There are plenty of things to gripe about when it comes to age, but your sex life isn't one of them. It turns out that as you get older, the quality and frequency of orgasms can improve, Dr. Herbenick says. "[A recent survey showed that] 61 percent of women ages 18 to 24 experienced orgasm the last time they had sex, 65 percent of women in their 30s did, and about 70 percent of women in their 40s and 50s did."
While the survey didn't indicate why exactly orgasms become easier with age, Dr. Herbenick says that it's likely because older women are more sexually experienced, have more confidence in the bedroom, and aren't afraid to speak up for what they want. There may also be more trust and intimacy involved if you're in a long-term relationship, which can allow a woman to relax more and embrace the ride on the way to orgasm.
If you have trouble reaching orgasm during intercourse, consider switching things up, Dr. Herbenick says. "It is significantly easier for women to experience orgasm when they engage in a variety of sex acts as opposed to just one act," she says. "For example, vaginal sex plus oral sex would be linked to a higher likelihood of orgasm than either one of them alone." And remember, intercourse isn't the only way to reach an orgasm — many women get off by using sex toys, either with their partners or totally solo.

▸ Work instructions:
1. In the passage on orgasms and age, rewrite the part from "While the survey" up to and including "way to orgasm.", swapping "trust" for "openness".
2. Translate this sentence from the passage on orgasms and age into Spanish: "If you have trouble reaching orgasm during intercourse, consider switching things up, Dr. Herbenick says."
3. Write the next few sentences of the passage on orgasms and age, picking up after its final sentence.

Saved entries
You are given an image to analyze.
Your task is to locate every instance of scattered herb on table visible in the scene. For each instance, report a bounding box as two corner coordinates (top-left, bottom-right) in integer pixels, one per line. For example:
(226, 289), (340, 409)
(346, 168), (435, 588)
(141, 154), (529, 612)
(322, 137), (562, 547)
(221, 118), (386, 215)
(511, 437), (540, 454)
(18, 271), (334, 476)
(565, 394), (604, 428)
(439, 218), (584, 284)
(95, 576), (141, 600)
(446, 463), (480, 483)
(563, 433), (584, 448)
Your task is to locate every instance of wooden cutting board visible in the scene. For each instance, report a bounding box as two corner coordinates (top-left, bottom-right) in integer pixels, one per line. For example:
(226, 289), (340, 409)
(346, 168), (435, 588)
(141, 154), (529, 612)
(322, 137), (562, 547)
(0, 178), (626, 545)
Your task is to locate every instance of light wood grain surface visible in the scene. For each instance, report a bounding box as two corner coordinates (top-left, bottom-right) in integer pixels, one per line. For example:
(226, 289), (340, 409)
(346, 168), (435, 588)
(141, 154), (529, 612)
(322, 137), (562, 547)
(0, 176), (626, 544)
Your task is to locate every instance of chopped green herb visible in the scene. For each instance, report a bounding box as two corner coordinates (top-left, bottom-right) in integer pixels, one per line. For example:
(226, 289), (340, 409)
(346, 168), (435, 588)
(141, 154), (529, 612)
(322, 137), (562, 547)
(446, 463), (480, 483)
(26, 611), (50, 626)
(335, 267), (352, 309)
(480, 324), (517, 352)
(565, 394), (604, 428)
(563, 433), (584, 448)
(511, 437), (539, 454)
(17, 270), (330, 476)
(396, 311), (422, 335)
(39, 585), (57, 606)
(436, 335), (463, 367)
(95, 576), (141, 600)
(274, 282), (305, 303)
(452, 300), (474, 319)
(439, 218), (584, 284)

▸ Answers per task:
1.
While the survey didn't indicate why exactly orgasms become easier with age, Dr. Herbenick says that it's likely because older women are more sexually experienced, have more confidence in the bedroom, and aren't afraid to speak up for what they want. There may also be more openness and intimacy involved if you're in a long-term relationship, which can allow a woman to relax more and embrace the ride on the way to orgasm.

2. Si tienes dificultades para llegar al orgasmo durante el coito, considera variar las cosas, dice la Dra. Herbenick.

3.
Research shows that how a woman feels about herself — including her genitalia — is linked to the quality of her orgasms. "As a women's health clinician, I can vouch for the fact that every vagina looks different and there is no 'perfect' way for a vagina to look," Stern says. "As long as your vagina is pain-free and you don't have any abnormal discharge, sores or other medical problems, you can consider yourself healthy and normal."
To increase your confidence (and therefore your orgasm potential), Stern says it's important to talk to yourself in a positive, healthy manner, especially when thinking about your body. One way to do that? Look in the mirror every day and say one thing you like about your body. (No repeats from the day before!) Another trick: Pull out a hand mirror and take a look at what's going on downstairs. Getting to know every part of yourself is the first step toward feeling confident all over.
8. It may take more than 20 minutes to orgasm.
Many women take longer to climax than their male partners, and that's perfectly normal, Stern says. In fact, most women require at least 20 minutes of sexual activity to climax. "If you find that your partner often reaches orgasm before you do, there are ways to help him slow down, like applying firm pressure around the base of the penis," she says. If premature ejaculation is a concern, Stern recommends seeing a primary care doctor or urologist to find alternative techniques that can help.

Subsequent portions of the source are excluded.